▸ What is being asked:
Take the line that contains "task | put a dot on every instance of the woven" as the first line and the final line of the records as the last; return exactly those lines and the lines between.

▸ Given data:
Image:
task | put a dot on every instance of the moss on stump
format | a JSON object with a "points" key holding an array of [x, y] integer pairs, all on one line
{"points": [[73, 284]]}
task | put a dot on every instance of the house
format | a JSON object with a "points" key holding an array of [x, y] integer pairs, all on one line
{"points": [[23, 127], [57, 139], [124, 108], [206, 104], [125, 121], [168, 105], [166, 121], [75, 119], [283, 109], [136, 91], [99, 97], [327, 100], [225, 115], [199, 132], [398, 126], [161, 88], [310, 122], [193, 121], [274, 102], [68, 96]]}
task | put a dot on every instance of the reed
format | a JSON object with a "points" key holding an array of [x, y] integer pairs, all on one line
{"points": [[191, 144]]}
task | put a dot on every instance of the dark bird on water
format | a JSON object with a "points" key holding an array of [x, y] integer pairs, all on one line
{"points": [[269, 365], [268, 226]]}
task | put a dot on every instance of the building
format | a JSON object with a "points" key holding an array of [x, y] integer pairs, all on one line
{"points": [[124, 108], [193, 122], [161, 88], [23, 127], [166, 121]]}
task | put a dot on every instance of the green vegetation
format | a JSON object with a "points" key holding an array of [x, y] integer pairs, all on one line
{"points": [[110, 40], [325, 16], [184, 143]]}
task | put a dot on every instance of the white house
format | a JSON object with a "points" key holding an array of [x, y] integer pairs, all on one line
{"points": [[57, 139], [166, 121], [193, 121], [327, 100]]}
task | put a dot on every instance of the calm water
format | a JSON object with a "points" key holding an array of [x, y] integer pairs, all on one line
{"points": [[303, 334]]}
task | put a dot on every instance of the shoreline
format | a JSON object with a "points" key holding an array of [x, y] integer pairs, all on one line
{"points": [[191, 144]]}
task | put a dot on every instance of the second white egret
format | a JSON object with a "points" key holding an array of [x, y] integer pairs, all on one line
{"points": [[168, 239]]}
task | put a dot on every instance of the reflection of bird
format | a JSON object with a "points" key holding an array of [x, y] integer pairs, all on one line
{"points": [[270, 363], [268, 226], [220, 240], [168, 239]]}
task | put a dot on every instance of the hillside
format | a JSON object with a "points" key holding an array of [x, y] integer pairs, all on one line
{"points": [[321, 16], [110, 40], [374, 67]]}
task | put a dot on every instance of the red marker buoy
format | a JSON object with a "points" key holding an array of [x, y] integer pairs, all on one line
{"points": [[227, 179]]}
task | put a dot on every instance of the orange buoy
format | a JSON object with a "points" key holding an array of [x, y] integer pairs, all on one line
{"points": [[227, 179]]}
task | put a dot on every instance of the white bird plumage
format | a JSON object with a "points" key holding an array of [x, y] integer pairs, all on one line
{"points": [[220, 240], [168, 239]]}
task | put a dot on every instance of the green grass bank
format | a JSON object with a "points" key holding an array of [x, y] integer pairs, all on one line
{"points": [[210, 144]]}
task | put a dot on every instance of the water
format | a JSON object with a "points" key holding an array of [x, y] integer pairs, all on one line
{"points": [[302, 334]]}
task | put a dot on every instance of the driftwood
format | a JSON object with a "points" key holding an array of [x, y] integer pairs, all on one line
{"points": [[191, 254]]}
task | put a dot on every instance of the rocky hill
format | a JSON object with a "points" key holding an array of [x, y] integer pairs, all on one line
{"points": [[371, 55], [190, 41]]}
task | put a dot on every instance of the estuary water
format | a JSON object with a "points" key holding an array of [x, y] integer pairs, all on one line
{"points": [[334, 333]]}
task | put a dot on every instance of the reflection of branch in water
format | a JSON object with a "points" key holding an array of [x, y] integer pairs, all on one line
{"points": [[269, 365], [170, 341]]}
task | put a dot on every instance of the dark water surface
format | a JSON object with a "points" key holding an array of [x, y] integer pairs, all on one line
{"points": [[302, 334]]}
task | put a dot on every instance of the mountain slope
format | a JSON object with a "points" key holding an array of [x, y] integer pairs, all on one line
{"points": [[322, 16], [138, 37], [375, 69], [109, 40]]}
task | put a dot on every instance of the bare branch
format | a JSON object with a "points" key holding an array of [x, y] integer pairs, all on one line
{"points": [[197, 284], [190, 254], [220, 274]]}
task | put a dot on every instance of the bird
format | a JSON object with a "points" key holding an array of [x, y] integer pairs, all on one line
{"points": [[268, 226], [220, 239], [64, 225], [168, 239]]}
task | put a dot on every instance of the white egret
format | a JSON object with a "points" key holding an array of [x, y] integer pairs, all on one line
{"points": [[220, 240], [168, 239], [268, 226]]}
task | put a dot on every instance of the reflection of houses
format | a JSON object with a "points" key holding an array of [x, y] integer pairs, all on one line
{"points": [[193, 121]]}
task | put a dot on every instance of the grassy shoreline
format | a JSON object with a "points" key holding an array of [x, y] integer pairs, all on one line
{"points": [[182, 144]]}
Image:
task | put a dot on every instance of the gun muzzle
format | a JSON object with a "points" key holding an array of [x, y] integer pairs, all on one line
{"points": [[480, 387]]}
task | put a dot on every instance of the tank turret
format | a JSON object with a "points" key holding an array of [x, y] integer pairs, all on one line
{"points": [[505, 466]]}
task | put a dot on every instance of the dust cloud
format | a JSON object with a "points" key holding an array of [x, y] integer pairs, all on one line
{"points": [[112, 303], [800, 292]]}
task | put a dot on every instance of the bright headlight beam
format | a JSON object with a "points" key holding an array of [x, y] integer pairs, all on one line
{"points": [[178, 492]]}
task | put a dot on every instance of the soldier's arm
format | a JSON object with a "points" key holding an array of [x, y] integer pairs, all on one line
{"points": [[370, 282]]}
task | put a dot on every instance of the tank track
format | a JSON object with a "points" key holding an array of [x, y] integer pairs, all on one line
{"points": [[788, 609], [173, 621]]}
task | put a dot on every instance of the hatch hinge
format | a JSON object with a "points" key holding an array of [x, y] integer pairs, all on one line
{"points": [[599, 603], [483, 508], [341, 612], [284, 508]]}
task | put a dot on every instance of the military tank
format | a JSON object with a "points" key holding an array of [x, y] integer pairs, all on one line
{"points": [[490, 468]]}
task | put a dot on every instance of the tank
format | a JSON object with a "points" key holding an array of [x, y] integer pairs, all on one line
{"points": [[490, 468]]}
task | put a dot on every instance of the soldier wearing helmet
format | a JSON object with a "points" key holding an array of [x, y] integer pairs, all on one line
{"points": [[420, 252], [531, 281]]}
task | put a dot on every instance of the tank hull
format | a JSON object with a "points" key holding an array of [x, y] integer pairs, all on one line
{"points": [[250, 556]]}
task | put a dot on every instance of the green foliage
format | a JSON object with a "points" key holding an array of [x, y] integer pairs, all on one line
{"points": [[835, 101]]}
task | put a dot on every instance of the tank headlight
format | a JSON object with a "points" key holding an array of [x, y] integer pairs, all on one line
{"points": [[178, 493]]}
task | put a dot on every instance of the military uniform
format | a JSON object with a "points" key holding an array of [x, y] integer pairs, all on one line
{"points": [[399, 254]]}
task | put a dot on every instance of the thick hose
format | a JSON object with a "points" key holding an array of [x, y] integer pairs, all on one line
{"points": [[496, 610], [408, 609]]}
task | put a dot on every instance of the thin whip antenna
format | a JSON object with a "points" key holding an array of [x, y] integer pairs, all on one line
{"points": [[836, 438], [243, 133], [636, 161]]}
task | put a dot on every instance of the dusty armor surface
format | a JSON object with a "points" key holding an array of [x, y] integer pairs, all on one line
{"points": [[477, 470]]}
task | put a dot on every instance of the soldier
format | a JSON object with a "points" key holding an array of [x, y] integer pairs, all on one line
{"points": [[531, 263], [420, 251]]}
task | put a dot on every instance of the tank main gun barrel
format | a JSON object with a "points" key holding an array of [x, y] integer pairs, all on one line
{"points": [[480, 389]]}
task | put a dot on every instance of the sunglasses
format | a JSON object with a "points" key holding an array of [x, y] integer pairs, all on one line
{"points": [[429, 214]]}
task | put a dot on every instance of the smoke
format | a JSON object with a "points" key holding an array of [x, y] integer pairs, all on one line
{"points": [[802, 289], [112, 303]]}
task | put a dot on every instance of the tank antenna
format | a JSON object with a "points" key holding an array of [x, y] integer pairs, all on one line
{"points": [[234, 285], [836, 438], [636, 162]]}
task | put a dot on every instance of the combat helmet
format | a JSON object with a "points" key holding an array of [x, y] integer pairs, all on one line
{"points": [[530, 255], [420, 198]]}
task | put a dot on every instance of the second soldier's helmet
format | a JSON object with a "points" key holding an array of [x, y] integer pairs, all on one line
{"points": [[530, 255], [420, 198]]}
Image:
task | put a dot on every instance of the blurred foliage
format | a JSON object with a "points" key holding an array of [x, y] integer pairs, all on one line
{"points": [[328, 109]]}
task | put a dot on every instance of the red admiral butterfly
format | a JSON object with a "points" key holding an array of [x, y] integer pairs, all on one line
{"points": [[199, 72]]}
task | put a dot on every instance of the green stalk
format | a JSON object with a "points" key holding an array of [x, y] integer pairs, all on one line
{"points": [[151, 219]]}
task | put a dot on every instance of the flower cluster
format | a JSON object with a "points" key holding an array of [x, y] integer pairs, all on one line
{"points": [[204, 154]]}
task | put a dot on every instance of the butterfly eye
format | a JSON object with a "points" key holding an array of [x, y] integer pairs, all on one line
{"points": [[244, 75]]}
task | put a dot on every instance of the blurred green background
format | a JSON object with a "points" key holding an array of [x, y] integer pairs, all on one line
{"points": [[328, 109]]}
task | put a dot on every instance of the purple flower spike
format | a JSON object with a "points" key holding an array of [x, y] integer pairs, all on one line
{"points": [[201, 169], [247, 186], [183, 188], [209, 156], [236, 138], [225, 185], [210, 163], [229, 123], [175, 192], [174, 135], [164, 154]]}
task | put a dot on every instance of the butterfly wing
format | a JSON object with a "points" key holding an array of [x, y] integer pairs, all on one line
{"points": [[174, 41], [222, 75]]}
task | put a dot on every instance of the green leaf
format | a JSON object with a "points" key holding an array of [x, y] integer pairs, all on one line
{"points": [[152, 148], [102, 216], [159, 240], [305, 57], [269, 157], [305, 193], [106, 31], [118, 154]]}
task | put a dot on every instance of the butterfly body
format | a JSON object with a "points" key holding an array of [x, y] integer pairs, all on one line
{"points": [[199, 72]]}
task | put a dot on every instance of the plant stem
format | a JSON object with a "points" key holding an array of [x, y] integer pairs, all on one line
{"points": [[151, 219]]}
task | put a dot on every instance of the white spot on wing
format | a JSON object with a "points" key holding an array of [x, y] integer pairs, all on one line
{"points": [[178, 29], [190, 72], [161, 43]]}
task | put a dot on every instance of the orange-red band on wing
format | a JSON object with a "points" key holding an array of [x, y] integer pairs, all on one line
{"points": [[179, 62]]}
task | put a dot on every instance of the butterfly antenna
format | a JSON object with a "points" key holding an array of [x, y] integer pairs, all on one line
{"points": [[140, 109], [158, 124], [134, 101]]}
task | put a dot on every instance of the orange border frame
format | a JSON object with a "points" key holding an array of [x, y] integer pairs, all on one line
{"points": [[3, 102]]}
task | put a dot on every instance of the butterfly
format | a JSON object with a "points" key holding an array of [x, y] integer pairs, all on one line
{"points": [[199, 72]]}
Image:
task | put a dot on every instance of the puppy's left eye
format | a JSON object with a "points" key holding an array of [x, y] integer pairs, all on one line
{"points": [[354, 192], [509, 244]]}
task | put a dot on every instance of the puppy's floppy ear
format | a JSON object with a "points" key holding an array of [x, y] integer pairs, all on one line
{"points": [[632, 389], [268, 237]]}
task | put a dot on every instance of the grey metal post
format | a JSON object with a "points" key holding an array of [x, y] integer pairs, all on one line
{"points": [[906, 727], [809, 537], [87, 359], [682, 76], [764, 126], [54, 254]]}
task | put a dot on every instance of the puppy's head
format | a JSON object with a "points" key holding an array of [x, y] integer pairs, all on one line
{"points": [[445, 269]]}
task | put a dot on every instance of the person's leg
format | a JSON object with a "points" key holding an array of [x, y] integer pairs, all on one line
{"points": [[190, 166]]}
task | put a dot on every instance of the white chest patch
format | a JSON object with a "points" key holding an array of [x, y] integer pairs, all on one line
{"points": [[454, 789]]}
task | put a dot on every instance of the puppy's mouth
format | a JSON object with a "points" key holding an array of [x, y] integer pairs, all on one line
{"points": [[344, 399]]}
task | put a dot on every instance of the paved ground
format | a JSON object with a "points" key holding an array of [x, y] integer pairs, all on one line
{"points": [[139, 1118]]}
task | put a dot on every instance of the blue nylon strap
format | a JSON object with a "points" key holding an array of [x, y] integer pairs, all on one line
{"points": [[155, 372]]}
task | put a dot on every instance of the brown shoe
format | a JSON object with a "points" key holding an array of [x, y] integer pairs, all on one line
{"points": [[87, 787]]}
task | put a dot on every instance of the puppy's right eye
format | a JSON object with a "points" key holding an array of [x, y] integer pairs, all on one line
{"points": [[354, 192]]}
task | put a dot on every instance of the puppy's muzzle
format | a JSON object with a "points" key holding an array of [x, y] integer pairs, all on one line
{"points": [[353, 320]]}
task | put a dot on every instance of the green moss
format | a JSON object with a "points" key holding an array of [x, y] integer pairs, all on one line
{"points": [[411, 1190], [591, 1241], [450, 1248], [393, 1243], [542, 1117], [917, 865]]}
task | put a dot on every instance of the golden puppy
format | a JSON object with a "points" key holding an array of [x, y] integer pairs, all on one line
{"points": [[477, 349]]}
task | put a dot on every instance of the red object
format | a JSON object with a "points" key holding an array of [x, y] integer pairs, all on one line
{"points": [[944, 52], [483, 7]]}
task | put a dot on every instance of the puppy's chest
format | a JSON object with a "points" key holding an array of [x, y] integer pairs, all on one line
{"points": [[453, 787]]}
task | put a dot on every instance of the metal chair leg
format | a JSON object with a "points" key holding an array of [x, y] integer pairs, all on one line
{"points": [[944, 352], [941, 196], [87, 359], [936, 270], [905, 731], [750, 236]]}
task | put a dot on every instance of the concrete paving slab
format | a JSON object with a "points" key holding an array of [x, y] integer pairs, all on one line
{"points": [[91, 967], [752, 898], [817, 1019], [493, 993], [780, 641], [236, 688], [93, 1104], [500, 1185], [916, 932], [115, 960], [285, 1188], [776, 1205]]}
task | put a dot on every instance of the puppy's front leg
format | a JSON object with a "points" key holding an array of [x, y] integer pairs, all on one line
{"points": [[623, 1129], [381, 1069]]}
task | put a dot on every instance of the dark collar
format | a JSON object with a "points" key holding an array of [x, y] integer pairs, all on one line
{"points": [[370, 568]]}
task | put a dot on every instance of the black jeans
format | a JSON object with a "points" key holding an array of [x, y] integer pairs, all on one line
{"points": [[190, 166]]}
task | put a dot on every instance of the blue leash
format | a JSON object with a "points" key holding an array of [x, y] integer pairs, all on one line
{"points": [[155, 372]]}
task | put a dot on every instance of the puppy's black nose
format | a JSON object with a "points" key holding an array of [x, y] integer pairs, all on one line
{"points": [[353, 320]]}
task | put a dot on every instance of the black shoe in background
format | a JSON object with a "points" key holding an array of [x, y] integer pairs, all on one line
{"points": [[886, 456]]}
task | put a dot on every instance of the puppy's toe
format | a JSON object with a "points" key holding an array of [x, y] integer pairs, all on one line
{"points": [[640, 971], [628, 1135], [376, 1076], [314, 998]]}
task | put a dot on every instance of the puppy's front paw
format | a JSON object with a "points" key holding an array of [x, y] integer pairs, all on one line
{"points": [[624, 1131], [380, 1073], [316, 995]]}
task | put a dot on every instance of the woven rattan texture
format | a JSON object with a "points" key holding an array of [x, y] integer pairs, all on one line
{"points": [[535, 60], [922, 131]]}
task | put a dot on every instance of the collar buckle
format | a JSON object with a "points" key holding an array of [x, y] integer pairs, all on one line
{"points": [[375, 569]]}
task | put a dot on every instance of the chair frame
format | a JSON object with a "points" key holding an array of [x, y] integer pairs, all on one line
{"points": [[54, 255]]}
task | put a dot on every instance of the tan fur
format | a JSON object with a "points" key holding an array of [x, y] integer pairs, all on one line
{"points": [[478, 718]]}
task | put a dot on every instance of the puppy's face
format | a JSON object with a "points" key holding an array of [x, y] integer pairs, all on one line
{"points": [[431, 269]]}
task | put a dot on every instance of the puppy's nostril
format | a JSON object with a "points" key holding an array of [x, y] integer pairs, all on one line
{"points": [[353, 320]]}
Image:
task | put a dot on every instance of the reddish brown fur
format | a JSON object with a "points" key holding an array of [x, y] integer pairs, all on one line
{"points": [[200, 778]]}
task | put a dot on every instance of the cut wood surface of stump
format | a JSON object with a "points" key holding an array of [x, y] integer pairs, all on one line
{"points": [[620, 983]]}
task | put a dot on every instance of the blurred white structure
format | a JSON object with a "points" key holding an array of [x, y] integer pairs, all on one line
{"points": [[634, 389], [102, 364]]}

▸ Solution to this exercise:
task | put a dot on every instance of the woven rattan texture
format | a JSON object with a "points" key holding an array of [x, y] integer pairs, all on one line
{"points": [[535, 60], [922, 131]]}
task | put a dot on every instance of the collar buckle
format | a JSON object with a "points" key holding an array of [x, y] integer pairs, all on one line
{"points": [[375, 569]]}
task | put a dot on every instance of the chair frame
format | a JSON object with a "points" key holding an array of [x, y] integer pairs, all on one line
{"points": [[54, 255]]}
task | put a dot on every instance of the tan fur
format | a JSON object with a "points" key holding an array of [x, y] integer pairs, all on one line
{"points": [[478, 718]]}
task | put a dot on every instance of the puppy's face
format | a JSON object with a "points" key holding an array of [x, y] integer pairs, all on one line
{"points": [[431, 269]]}
task | put a dot on every instance of the puppy's nostril
format | a JSON object with a "points" key holding an array of [x, y] integer pairs, all on one line
{"points": [[353, 320]]}
Image:
task | put a dot on every instance of the reddish brown fur
format | a JSON object with a "points" key holding an array of [x, y] integer pairs, all on one line
{"points": [[200, 778]]}
task | put a dot on every instance of the cut wood surface of stump
format | a JSON object with a "points" key holding an array of [x, y] integer pairs, all on one line
{"points": [[620, 983]]}
task | put a dot on every instance of the blurred white structure
format | a JSON object with a "points" key holding an array of [x, y] integer pairs, all on one line
{"points": [[634, 389], [102, 364]]}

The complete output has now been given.